- _Problem details_
Copy every line of the listing below, including its opening sentence, but scale each point coordinate by 1.05 and round it to a whole number, rounding halves up.

- _Data supplied_
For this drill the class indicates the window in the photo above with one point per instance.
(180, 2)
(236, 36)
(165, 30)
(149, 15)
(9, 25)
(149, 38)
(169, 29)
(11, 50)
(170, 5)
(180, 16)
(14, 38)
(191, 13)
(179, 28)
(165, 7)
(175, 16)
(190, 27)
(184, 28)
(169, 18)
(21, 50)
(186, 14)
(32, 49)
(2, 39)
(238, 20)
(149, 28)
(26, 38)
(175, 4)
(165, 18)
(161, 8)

- _Response to this exercise_
For this drill the class indicates the window in the photo above with one point per instance.
(189, 2)
(248, 38)
(173, 32)
(156, 16)
(9, 26)
(156, 40)
(177, 30)
(12, 53)
(179, 5)
(189, 17)
(15, 40)
(201, 14)
(188, 29)
(173, 7)
(184, 17)
(200, 28)
(193, 29)
(177, 19)
(22, 53)
(195, 15)
(34, 51)
(2, 41)
(250, 21)
(156, 29)
(27, 40)
(184, 4)
(173, 19)
(169, 8)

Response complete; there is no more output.